-- Data section follows --
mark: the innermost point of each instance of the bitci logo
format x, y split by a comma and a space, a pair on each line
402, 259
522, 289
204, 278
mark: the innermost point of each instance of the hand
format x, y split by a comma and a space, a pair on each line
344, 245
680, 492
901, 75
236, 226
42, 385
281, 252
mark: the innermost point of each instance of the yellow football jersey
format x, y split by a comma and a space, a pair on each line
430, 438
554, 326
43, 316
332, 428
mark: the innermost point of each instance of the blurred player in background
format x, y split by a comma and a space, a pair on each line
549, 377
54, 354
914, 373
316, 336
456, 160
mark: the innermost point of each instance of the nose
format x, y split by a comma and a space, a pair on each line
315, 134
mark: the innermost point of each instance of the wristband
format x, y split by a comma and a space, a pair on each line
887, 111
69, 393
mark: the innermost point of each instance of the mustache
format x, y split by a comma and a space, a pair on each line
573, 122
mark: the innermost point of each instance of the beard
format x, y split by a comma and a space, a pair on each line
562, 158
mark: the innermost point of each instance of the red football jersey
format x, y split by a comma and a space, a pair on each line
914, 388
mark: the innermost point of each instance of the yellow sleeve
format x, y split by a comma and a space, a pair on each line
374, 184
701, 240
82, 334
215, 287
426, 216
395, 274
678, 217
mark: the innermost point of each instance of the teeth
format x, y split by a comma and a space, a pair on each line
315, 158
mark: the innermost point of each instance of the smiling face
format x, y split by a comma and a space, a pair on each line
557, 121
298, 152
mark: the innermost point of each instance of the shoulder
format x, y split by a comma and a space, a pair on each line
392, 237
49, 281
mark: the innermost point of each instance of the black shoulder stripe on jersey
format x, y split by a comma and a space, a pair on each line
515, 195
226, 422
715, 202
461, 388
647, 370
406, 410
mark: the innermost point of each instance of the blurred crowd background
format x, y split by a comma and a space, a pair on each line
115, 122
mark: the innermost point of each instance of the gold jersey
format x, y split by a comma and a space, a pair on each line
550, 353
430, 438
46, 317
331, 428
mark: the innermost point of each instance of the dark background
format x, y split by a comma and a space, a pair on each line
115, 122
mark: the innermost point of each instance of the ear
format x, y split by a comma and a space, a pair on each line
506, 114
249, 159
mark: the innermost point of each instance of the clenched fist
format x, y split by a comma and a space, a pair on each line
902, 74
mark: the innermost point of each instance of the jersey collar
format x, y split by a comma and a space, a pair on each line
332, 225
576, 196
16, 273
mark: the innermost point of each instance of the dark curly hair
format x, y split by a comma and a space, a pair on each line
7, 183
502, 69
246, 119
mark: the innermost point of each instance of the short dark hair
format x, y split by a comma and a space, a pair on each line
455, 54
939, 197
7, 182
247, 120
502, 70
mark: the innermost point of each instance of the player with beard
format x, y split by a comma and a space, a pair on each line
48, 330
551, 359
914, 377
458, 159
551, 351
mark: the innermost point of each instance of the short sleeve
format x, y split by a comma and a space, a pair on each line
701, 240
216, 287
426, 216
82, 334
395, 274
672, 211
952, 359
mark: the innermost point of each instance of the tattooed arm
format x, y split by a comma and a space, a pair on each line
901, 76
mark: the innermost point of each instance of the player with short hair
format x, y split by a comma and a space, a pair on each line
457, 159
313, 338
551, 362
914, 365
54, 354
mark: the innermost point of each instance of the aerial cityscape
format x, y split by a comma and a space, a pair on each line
-- Data section concluded --
What is expected | Output the listing exactly, from first line to last.

Response area |
mark: the innermost point of each instance of the bitci logo
format x, y split by a comma and a space, a pair on each line
402, 259
522, 289
204, 278
mark: the innermost point of each instance of the hand
format x, y split by a comma and a space, a pair on each line
344, 245
680, 492
901, 75
236, 226
42, 385
281, 252
mark: the innermost point of each instance of the yellow football jersey
format x, y split by a comma and a space, a pair on each line
430, 438
554, 326
43, 316
332, 428
mark: the innermost point of each instance of the blurred player in background
format x, y split by a comma and a space, a pair on each line
549, 377
54, 354
914, 373
316, 336
456, 160
mark: the innermost point of each instance of the nose
format x, y split by a comma and a space, a pair on each line
315, 134
mark: the innermost point of each instance of the wristband
format x, y split by a comma and a space, a pair on each line
887, 111
69, 393
mark: the innermost point of each instance of the mustache
format x, y split by a comma and a space, a pair on each line
573, 122
mark: the innermost point of each instance of the beard
format x, y split by a comma and a space, a pair on each line
562, 158
mark: the innermost point of each instance of the red football jersey
format x, y split by a comma and a space, a pair on each line
914, 388
mark: the innermost point of each instance of the yellow sleeve
format x, y split by a comma and a space, a pair on each line
374, 184
701, 240
82, 334
215, 287
426, 216
395, 274
678, 217
mark: the innermost point of each instance of the teeth
format x, y split by a comma and a space, a pair on each line
315, 158
mark: the innermost point of each instance of the smiling face
format x, y split by a comma and a space, a pair on each line
557, 121
298, 152
mark: the innermost point of each instance of the shoulder
format x, y split by a comma and a space, a pair on each line
392, 237
49, 281
mark: the innermost point of each instance of the black shoulder stripe on jersey
format x, y split by a comma and a space, a pair on each line
515, 195
226, 422
715, 202
461, 388
647, 370
406, 410
mark: the innermost point of each instance of the blurred crowd background
format x, y split by a comma and a space, a pair on each line
115, 122
mark: the innermost point of each instance of the gold jersey
format x, y split by a comma and a space, a pair on each line
550, 353
430, 438
46, 317
331, 428
mark: the innermost point of each instance of the dark background
format x, y split by a comma and a space, a pair on each line
115, 122
mark: the innermost point of each instance of the ear
format x, y split by a comma and a space, a pair on each line
506, 114
249, 159
mark: the innermost point of each instance of the clenched fist
format x, y split by a comma and a space, a pair on each line
902, 74
mark: the innermost point of each instance of the jersey collar
format x, y split by a comma and a space, a pair on each line
332, 225
576, 196
16, 273
mark: the innermost point of each instance of the dark curly hair
format x, y split by a comma and a space, a pair on each line
7, 183
502, 69
246, 119
mark: the innermost point of each instance of the short dark hair
format x, y split by a comma and a space, a pair on each line
455, 54
939, 197
7, 182
247, 120
502, 70
mark: the innermost point of each instance of the player with beard
format x, y split by a comma and a space, a pair on each line
48, 330
551, 359
914, 377
458, 159
551, 351
mark: the innermost point of each instance of the short sleeve
format x, y split by a comma and a space, a pair on each line
701, 240
216, 287
426, 216
82, 334
395, 274
672, 211
952, 359
mark: the innermost point of each instance of the tattooed arm
format x, y split by a comma and a space, a pair on each line
901, 76
mark: the innermost point of each instance of the player with short hair
format x, y split by a comma and a space, a pair on each line
457, 159
313, 338
551, 362
914, 365
54, 354
mark: the innermost point of each instance of the aerial cityscape
format x, y split by a comma and a space, a pair on each line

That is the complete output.